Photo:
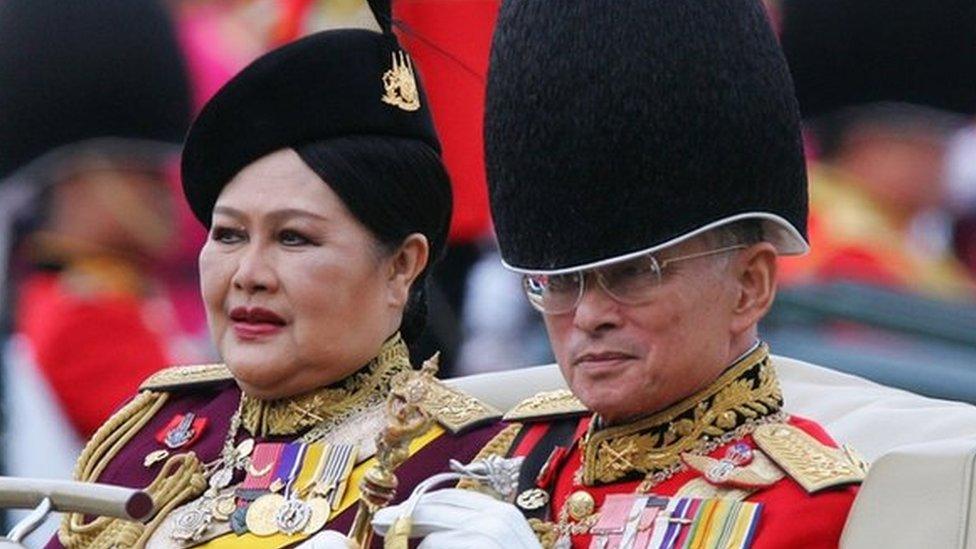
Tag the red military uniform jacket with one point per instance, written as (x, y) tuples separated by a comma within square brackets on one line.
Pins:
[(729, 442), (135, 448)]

...

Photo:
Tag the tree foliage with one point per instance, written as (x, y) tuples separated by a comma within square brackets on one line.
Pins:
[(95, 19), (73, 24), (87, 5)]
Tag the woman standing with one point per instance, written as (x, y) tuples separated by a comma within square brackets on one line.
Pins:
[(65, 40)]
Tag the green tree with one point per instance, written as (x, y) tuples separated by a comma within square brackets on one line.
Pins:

▶ [EXERCISE DIRECTIONS]:
Report every line of the listing above that contains the string "tree", matching case exactly.

▶ [EXERCISE RESPONSE]:
Tag the tree foliage with one point per instance, written as (x, y) tuples separated by a comma within square brackets on one line.
Tag the green tree with one point per instance, written as (x, y) tuples separated by a comma within square brackets on one line.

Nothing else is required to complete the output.